● **WHAT THE EXERCISE ASKS**:
Starting at the top of the records, output every line through the one that contains "Target: camouflage jacket", keeping each exactly as it appears.

● **Stored data entries**:

-- -- --

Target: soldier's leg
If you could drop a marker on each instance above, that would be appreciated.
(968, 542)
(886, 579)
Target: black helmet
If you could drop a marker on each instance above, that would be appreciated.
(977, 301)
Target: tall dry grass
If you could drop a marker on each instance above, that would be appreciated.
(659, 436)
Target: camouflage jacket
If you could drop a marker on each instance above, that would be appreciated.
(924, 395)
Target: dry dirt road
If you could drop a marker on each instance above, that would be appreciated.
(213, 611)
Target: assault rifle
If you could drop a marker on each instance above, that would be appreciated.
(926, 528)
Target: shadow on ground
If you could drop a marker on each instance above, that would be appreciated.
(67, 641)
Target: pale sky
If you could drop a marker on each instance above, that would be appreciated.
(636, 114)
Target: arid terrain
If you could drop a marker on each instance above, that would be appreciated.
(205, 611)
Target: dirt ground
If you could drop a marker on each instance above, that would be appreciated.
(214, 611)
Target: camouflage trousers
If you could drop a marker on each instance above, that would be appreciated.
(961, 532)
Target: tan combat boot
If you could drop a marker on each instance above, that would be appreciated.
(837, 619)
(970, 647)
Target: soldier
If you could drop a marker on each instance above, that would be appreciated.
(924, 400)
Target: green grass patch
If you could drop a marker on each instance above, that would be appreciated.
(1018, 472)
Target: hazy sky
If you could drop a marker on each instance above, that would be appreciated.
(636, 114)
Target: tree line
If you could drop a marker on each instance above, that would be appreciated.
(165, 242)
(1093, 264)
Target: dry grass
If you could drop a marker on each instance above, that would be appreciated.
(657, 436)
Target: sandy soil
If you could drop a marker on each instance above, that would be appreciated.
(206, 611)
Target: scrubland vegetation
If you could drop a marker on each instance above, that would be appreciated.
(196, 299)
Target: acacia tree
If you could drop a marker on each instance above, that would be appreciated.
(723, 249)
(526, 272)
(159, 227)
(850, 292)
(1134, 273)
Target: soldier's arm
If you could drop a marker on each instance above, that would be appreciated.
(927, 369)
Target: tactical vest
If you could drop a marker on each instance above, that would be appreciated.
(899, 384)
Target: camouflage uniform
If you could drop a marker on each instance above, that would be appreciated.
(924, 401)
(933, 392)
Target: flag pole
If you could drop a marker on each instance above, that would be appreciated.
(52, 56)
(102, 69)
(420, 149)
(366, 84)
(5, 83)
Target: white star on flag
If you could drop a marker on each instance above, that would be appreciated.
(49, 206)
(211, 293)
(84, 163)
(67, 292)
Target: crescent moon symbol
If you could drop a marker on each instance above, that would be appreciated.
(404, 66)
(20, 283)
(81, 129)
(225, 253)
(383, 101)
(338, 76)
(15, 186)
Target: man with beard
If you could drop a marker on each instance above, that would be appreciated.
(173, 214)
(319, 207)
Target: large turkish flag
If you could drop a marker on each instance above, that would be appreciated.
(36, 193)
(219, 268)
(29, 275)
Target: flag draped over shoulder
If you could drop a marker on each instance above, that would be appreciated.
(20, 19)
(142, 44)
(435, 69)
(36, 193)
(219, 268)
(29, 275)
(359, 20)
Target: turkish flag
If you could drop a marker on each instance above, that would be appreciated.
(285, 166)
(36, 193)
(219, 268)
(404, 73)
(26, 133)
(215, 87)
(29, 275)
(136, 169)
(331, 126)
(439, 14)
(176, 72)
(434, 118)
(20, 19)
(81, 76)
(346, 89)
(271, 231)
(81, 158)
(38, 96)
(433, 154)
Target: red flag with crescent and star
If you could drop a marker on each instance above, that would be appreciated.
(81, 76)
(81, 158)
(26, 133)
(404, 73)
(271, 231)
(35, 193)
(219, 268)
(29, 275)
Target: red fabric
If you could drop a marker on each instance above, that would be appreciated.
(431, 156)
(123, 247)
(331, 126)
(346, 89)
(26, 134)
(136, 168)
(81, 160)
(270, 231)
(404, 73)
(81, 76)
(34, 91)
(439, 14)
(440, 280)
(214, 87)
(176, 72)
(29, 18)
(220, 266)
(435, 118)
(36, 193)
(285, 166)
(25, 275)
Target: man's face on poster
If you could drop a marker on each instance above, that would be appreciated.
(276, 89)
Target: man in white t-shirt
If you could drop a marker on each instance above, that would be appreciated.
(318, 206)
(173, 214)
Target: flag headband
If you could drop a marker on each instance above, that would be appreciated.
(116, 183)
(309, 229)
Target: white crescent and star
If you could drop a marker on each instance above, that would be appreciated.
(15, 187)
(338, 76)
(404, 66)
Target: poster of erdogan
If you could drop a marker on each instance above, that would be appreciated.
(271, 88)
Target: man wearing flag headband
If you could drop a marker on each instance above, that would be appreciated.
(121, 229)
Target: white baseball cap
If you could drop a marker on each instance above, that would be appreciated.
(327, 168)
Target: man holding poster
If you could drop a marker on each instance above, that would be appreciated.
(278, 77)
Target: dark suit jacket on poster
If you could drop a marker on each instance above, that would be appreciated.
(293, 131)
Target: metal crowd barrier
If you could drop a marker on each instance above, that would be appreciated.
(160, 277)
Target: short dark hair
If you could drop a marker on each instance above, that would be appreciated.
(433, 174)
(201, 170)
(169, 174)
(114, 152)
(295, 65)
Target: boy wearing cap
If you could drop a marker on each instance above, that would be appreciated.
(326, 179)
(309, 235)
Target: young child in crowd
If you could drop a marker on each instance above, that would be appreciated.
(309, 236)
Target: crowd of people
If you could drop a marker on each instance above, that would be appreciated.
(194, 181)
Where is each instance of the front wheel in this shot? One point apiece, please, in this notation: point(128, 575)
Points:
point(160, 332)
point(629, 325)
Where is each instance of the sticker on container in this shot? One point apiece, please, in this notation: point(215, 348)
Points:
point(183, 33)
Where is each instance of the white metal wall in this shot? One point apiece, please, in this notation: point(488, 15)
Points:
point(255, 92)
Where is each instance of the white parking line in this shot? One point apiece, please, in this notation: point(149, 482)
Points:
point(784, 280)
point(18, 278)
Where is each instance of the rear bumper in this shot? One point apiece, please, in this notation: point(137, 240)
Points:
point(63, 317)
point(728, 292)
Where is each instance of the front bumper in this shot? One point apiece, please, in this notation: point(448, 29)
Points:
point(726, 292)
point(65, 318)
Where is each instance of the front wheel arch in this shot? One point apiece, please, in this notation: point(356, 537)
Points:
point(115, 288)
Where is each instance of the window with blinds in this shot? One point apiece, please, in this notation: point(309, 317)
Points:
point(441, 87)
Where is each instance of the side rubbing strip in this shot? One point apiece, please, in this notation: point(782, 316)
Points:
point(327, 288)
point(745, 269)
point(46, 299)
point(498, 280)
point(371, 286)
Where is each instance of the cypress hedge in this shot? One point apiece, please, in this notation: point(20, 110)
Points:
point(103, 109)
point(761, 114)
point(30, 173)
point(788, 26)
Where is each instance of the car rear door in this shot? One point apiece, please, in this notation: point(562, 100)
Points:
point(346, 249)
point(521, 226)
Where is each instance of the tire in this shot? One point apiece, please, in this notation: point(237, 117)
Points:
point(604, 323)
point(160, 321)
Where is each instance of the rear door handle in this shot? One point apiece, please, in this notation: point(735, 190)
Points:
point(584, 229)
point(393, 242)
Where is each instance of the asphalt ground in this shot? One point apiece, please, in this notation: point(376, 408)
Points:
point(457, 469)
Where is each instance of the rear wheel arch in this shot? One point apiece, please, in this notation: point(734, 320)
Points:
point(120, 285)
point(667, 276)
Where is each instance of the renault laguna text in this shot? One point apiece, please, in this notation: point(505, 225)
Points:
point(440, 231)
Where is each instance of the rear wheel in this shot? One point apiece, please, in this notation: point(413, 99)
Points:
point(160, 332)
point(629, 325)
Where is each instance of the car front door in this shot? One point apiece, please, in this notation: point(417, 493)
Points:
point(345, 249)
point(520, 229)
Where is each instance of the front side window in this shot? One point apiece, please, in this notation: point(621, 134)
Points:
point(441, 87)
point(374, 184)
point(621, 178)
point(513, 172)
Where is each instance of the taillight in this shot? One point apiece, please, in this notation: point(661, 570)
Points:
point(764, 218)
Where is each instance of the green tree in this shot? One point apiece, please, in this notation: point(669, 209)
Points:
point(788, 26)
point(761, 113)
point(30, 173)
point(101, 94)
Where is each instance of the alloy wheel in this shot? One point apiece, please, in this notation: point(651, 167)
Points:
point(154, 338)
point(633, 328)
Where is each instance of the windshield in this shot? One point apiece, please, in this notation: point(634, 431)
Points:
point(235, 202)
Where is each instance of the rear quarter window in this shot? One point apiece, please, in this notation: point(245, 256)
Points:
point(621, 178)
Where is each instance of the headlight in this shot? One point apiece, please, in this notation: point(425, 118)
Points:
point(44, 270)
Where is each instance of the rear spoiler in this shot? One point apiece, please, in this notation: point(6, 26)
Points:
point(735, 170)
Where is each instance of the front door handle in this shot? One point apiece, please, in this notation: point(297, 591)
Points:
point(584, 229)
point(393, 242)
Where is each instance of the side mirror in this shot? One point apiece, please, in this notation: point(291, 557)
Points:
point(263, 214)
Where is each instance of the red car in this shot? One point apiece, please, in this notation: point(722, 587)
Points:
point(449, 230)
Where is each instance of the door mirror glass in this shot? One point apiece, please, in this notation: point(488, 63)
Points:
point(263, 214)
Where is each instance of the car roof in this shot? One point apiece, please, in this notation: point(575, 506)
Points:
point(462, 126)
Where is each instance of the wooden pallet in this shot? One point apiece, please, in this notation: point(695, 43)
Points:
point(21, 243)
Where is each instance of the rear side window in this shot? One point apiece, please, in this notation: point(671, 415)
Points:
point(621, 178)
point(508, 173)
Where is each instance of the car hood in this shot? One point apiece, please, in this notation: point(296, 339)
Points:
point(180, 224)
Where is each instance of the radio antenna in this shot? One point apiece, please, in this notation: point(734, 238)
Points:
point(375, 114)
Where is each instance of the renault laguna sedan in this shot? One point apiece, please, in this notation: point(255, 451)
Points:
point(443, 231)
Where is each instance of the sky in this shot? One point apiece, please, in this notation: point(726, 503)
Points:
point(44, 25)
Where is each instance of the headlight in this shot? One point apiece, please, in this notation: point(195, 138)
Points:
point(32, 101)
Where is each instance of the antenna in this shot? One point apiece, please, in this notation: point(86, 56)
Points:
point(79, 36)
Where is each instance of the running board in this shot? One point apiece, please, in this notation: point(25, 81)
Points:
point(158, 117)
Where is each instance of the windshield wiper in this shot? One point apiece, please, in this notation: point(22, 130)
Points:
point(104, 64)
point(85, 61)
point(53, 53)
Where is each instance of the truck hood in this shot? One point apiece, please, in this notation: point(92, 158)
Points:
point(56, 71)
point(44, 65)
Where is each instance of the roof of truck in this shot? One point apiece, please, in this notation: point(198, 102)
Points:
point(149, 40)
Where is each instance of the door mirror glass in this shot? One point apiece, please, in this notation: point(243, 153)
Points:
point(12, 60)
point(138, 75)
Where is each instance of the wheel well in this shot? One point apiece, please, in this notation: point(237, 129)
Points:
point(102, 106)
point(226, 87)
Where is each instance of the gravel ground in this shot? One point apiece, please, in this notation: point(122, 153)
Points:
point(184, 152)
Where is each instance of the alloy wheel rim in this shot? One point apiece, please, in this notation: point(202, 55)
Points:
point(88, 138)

-- -- --

● **OUTPUT OF THE TASK**:
Target: soldier's leg
If you could drop a marker on each instance above, that would be appreciated.
(968, 542)
(886, 579)
Target: black helmet
If you could drop a marker on each instance above, that would be appreciated.
(977, 301)
Target: tall dry grass
If you could drop a marker on each instance above, that would be appreciated.
(659, 436)
Target: camouflage jacket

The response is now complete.